_WHAT YOU NEED TO DO:_ Look for the line containing "the gray wall" in the listing below. Retype that line and every subsequent line through the last one, and only those.
[[ STUDY MATERIAL open ]]
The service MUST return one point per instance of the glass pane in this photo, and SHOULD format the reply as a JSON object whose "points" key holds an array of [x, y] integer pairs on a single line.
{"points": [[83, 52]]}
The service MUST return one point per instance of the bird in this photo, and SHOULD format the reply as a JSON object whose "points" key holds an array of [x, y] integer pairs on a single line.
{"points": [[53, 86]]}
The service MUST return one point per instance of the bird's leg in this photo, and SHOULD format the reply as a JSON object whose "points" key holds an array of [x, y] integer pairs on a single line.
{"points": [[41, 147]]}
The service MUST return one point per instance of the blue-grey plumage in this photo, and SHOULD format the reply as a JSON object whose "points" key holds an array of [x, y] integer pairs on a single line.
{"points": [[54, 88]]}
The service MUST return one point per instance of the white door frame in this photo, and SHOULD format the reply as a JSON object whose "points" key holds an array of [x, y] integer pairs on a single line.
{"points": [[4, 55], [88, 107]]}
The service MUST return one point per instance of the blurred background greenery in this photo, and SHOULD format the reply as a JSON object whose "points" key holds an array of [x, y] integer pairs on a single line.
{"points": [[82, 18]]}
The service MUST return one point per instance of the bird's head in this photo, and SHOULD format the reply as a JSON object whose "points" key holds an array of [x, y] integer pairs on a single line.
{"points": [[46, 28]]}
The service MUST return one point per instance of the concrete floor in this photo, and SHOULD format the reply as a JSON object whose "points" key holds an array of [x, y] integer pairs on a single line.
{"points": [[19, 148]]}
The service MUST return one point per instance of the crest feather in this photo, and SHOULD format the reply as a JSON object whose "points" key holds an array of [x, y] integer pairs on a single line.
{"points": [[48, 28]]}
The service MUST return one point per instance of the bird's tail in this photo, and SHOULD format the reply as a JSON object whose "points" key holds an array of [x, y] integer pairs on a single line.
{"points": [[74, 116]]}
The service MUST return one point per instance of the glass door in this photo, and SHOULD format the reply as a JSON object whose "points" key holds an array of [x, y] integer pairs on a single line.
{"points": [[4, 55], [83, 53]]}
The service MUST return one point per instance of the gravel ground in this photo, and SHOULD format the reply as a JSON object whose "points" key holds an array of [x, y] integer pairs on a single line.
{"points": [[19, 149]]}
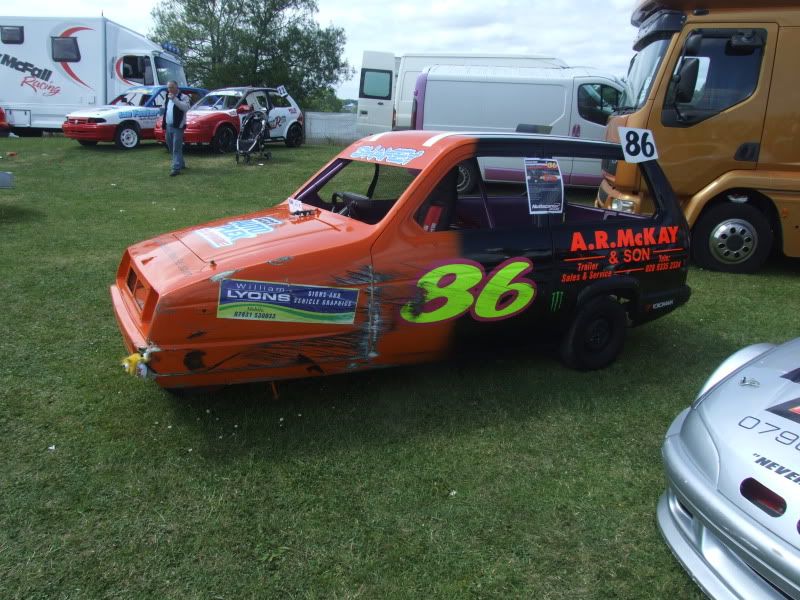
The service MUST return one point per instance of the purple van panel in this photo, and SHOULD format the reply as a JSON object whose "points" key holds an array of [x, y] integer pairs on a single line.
{"points": [[499, 174], [419, 98], [587, 180]]}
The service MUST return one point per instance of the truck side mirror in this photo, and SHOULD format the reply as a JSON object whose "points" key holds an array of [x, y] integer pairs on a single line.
{"points": [[686, 79]]}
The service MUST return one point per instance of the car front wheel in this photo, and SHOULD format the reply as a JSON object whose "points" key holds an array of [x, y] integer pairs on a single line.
{"points": [[224, 140], [596, 336], [294, 136], [127, 137]]}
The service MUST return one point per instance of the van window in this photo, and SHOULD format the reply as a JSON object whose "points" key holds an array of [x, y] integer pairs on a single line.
{"points": [[12, 35], [729, 63], [596, 102], [376, 84], [65, 49], [137, 69]]}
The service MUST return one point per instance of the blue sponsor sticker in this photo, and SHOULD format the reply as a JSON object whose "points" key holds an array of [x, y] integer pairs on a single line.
{"points": [[394, 156], [286, 302], [228, 234]]}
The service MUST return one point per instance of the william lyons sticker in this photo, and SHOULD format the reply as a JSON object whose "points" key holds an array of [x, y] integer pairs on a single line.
{"points": [[285, 302]]}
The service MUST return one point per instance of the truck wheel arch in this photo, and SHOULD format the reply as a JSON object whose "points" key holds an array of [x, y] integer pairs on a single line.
{"points": [[757, 216]]}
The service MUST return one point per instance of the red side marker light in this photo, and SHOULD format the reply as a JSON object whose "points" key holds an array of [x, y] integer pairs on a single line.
{"points": [[763, 497]]}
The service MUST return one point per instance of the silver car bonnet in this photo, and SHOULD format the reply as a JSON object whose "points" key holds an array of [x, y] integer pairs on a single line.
{"points": [[757, 434]]}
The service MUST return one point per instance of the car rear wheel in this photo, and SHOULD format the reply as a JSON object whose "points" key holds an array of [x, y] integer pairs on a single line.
{"points": [[223, 140], [734, 238], [294, 136], [467, 178], [596, 336], [127, 136]]}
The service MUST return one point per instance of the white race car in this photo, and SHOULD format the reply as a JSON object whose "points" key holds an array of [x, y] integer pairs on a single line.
{"points": [[130, 117], [731, 511]]}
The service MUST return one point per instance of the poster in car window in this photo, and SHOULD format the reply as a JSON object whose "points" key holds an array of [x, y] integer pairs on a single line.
{"points": [[545, 186]]}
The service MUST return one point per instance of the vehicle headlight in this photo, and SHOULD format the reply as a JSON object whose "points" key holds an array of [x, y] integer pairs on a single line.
{"points": [[699, 445], [621, 205]]}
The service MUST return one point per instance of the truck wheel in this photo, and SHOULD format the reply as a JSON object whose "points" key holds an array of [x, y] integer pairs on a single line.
{"points": [[223, 140], [734, 238], [127, 136], [596, 336], [294, 136], [467, 178]]}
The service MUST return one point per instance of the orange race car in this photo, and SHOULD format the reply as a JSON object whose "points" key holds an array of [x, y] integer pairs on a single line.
{"points": [[377, 261]]}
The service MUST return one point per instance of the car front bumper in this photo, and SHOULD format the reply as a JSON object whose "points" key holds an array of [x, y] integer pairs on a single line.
{"points": [[90, 132], [728, 554]]}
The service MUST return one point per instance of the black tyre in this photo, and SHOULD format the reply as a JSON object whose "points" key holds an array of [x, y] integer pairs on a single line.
{"points": [[596, 336], [224, 140], [127, 136], [733, 238], [294, 137], [467, 178]]}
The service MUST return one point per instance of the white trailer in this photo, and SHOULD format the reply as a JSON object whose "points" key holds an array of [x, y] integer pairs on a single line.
{"points": [[573, 101], [51, 66], [386, 86]]}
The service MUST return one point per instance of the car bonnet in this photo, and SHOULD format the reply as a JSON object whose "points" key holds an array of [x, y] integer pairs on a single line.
{"points": [[754, 419], [274, 231]]}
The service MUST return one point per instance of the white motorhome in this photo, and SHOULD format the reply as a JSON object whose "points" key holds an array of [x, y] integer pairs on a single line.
{"points": [[51, 66], [386, 86], [573, 101]]}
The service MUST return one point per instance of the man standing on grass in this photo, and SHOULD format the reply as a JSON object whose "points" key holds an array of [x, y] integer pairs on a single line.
{"points": [[174, 122]]}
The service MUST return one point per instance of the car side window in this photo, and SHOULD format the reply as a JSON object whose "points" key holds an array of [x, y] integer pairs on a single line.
{"points": [[596, 102], [719, 68], [261, 100], [279, 101], [65, 49]]}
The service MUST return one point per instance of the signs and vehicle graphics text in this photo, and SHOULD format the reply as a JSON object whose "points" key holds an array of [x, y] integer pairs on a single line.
{"points": [[285, 302]]}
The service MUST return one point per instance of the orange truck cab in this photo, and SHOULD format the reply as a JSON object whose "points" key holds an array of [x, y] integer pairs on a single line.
{"points": [[716, 83], [377, 260]]}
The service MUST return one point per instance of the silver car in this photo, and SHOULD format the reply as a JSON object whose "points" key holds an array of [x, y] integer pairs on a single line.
{"points": [[731, 511]]}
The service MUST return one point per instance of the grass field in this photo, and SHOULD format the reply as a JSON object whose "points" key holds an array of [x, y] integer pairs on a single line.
{"points": [[506, 478]]}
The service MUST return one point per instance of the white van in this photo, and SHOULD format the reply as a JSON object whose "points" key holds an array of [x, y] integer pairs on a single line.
{"points": [[386, 86], [52, 66], [573, 101]]}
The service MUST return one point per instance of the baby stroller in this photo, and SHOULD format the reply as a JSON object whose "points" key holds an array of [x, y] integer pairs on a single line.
{"points": [[253, 136]]}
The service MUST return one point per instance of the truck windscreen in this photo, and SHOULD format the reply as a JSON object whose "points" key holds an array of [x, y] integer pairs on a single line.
{"points": [[168, 70], [641, 73]]}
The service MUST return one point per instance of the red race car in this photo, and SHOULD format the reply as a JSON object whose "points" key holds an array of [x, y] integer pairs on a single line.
{"points": [[378, 261], [216, 118]]}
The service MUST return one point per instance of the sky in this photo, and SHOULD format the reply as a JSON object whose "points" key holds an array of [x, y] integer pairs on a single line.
{"points": [[594, 33]]}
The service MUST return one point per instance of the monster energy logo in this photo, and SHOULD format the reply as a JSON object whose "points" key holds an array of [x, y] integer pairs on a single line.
{"points": [[556, 300]]}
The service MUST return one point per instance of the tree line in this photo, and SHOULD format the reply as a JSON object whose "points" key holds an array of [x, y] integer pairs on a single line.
{"points": [[257, 42]]}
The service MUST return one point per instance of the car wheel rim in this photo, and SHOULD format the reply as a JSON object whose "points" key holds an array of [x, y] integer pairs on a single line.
{"points": [[463, 179], [598, 335], [128, 138], [733, 241], [226, 139]]}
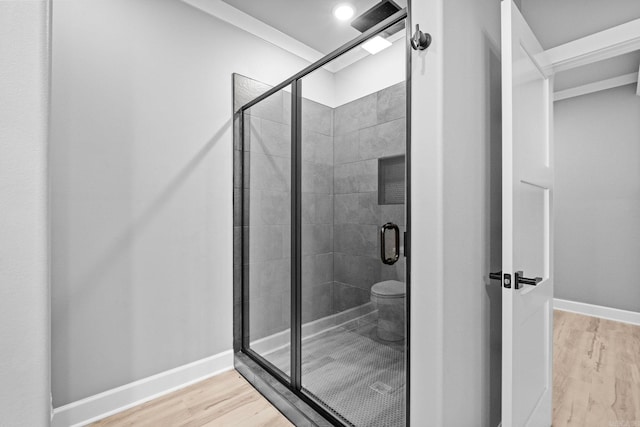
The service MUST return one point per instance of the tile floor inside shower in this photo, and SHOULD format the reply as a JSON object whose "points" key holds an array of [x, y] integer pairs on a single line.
{"points": [[357, 376]]}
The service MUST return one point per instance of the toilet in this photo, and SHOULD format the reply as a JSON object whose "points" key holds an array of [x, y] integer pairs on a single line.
{"points": [[389, 297]]}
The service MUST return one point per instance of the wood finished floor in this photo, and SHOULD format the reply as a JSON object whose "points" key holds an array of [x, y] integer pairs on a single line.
{"points": [[596, 384], [596, 372], [224, 400]]}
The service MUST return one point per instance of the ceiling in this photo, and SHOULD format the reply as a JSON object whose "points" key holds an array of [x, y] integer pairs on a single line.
{"points": [[308, 21], [556, 22]]}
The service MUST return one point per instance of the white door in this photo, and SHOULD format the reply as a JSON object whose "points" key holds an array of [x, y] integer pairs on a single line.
{"points": [[527, 227]]}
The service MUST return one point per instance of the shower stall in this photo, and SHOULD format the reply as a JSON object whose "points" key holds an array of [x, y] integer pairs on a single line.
{"points": [[321, 242]]}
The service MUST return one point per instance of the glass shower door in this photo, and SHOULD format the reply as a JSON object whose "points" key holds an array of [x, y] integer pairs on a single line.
{"points": [[267, 232], [352, 289]]}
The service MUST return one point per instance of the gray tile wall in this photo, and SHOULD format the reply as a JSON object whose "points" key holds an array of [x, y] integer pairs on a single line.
{"points": [[317, 211], [340, 212], [364, 131]]}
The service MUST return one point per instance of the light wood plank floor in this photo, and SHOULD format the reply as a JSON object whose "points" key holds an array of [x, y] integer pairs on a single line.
{"points": [[596, 384], [224, 400], [596, 377]]}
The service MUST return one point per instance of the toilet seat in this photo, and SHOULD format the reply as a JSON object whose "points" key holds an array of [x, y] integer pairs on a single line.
{"points": [[389, 289]]}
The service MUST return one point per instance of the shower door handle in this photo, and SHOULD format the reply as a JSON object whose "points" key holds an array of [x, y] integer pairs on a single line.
{"points": [[391, 257]]}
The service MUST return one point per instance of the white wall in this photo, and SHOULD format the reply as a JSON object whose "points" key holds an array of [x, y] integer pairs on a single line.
{"points": [[597, 200], [24, 261], [472, 141], [456, 231], [371, 74], [141, 169]]}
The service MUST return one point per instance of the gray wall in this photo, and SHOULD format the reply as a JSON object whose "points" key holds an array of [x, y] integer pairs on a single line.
{"points": [[365, 130], [141, 170], [25, 49], [340, 211], [318, 231], [268, 143], [597, 198]]}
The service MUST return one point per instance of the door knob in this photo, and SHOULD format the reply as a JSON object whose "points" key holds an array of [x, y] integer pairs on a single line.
{"points": [[520, 280], [389, 258]]}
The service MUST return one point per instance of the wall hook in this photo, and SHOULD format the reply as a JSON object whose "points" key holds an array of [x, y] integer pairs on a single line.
{"points": [[420, 40]]}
[[ STUDY MATERIAL closed ]]
_PROBLEM SOLUTION:_
The service MUST return one point per instance of the gray wall in this photo, and SHOULD format the reply as a JSON object whose "points" key holds an array of [x, y] integer pairs on a single line.
{"points": [[365, 130], [141, 170], [25, 49], [340, 211], [318, 231], [268, 143], [597, 198]]}
The service MUST return one point per instance of the door knob in this photo, and SHOULD format the reply as a JSON object whose "points" key holds an array of [x, y] integer pairs on a single line.
{"points": [[520, 280], [389, 258]]}
The service MUST return one point per instance of the wall hook in this photo, and SHOULD format the reply as a JSON object whose "points" key holds an array of [x, y] integer pairs on a single line.
{"points": [[420, 40]]}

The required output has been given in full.